:: Dati forniti ::
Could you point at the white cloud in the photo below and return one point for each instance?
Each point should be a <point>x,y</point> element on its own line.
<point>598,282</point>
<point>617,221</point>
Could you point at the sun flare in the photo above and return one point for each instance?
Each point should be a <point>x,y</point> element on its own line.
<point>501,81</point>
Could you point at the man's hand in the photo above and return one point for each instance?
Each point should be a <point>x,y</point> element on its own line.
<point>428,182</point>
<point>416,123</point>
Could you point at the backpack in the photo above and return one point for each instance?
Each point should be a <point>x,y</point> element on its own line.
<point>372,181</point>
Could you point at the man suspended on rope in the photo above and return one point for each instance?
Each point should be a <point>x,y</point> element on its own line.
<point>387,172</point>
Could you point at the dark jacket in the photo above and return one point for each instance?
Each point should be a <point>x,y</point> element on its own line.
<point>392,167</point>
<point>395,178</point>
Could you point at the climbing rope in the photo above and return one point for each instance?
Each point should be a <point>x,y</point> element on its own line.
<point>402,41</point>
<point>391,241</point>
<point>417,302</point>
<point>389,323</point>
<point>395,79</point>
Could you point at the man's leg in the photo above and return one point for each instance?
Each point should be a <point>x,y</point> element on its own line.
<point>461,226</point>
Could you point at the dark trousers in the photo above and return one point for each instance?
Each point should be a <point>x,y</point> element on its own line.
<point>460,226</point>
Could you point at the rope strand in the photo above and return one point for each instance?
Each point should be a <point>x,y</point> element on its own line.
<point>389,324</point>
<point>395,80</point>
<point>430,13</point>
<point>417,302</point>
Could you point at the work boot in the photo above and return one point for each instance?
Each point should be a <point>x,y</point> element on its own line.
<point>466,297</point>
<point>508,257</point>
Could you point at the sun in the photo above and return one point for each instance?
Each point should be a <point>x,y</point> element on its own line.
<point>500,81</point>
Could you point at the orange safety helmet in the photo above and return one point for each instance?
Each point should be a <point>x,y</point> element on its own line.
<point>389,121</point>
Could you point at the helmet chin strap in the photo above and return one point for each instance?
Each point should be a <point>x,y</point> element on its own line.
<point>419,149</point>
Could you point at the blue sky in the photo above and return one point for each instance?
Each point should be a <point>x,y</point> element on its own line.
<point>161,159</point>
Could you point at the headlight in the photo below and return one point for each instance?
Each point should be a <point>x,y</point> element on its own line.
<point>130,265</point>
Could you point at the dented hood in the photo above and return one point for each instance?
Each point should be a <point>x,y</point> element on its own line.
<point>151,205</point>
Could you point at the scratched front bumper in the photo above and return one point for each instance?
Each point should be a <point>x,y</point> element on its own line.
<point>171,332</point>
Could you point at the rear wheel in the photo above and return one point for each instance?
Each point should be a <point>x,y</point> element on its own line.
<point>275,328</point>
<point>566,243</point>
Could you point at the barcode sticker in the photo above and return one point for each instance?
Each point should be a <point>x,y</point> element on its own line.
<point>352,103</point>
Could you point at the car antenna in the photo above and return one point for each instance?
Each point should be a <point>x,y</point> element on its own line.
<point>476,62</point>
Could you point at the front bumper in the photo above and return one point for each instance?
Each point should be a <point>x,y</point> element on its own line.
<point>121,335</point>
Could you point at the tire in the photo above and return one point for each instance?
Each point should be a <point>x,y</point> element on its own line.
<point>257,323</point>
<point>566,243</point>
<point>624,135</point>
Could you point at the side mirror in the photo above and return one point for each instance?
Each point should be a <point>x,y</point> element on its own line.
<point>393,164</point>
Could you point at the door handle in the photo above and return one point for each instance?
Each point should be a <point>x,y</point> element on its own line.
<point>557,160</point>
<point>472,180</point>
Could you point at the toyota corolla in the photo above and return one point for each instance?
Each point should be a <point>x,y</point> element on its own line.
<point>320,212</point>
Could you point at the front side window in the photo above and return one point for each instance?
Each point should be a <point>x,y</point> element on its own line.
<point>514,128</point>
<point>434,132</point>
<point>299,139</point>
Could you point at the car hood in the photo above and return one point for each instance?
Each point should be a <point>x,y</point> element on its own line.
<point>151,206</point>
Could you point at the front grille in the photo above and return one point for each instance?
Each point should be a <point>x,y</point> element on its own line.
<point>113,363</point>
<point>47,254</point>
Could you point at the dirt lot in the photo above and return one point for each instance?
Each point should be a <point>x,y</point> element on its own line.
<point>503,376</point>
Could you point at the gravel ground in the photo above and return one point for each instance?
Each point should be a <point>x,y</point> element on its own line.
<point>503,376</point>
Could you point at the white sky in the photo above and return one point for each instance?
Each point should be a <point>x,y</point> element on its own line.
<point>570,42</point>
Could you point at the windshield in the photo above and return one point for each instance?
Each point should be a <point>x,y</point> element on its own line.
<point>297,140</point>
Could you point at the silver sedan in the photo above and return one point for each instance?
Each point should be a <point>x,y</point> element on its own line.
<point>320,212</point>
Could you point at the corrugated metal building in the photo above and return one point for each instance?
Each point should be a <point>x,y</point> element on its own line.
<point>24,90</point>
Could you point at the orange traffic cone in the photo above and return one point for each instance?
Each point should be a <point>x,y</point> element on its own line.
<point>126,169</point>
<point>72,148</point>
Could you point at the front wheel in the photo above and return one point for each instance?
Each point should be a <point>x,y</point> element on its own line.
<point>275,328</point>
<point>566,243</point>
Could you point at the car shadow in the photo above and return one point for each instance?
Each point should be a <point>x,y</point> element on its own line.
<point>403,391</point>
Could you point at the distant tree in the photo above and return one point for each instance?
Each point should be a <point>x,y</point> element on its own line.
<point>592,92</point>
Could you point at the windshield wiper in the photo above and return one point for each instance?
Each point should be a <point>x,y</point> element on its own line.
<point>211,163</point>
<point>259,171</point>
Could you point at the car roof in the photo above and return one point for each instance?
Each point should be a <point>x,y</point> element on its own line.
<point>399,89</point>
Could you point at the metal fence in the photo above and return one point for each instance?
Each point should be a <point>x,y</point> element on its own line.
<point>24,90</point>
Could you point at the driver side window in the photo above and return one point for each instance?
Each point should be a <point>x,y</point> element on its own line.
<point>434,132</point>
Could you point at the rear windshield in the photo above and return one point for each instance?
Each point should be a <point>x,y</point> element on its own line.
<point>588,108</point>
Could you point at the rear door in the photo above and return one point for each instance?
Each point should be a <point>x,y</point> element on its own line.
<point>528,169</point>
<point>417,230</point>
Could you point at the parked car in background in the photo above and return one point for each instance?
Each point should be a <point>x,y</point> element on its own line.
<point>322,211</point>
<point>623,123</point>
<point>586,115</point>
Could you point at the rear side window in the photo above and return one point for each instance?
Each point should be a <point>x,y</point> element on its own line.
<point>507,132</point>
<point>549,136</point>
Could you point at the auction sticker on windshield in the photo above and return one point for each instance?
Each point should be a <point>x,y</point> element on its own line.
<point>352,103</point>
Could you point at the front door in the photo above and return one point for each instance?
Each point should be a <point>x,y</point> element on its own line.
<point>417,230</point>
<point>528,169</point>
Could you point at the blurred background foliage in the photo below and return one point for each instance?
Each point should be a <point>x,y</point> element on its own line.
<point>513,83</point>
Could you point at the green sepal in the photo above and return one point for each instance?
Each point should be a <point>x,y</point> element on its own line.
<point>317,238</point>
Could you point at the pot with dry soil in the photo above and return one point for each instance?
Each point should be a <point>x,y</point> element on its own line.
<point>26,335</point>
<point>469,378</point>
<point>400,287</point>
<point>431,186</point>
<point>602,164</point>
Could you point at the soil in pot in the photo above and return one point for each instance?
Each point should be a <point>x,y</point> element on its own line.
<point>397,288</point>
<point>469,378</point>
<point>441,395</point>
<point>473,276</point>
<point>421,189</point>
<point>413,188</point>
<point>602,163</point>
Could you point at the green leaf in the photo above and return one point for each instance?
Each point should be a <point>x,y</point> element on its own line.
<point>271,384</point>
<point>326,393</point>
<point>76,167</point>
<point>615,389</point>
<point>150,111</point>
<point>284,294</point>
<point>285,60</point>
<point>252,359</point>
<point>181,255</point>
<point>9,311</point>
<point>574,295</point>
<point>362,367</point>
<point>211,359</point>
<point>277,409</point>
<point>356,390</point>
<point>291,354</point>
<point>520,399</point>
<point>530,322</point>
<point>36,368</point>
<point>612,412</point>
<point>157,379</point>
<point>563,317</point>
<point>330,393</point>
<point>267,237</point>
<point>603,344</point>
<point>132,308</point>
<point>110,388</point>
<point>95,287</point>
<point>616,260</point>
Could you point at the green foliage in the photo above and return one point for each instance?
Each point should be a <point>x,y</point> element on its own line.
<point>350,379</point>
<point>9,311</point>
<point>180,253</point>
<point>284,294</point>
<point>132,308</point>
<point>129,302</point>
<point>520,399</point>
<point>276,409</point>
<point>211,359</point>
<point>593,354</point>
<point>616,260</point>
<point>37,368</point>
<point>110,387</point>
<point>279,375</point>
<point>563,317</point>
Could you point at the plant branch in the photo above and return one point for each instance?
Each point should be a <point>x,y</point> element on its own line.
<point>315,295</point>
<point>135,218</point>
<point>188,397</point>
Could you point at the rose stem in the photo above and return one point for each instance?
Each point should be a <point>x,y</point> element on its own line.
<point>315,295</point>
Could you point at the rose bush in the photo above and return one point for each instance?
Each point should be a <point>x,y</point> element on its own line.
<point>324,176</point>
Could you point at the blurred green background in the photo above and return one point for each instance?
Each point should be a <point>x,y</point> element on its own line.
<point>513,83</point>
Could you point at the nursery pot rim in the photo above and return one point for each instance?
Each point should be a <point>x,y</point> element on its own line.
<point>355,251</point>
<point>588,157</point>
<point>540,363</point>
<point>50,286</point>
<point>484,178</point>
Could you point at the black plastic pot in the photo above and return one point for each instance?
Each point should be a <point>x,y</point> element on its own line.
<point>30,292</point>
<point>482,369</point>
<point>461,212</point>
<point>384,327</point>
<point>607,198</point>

:: Lavoro richiesto ::
Ricopia fedelmente il materiale, cominciando dalla sua prima riga e fermandoti dopo la riga che contiene "<point>460,226</point>", compresa.

:: Risposta all'esercizio ::
Could you point at the white cloud in the photo below and return one point for each instance?
Each point should be a <point>x,y</point> element on its own line.
<point>598,282</point>
<point>617,221</point>
Could you point at the sun flare in the photo above and return one point for each instance?
Each point should be a <point>x,y</point> element on its own line.
<point>501,81</point>
Could you point at the man's hand in the photo above and return one point for each instance?
Each point should be a <point>x,y</point> element on its own line.
<point>428,182</point>
<point>416,123</point>
Could you point at the backpack in the photo above and return one point for each instance?
Each point should be a <point>x,y</point> element on its own line.
<point>372,181</point>
Could you point at the man suspended on rope in the photo above and return one point for each instance?
Each point should be a <point>x,y</point> element on its own line.
<point>387,172</point>
Could you point at the dark jacket in the photo above and return one point for each instance?
Each point should be a <point>x,y</point> element on its own line.
<point>392,167</point>
<point>395,178</point>
Could you point at the climbing rope in the photo above and return one point for each instance?
Each point should be a <point>x,y</point> element on its own line.
<point>402,41</point>
<point>391,241</point>
<point>417,302</point>
<point>389,323</point>
<point>395,79</point>
Could you point at the man's leg in the photo above and return one point for each instance?
Each point should be a <point>x,y</point> element on its own line.
<point>461,226</point>
Could you point at the dark trousers in the photo above and return one point for each instance?
Each point should be a <point>x,y</point> element on its own line.
<point>460,226</point>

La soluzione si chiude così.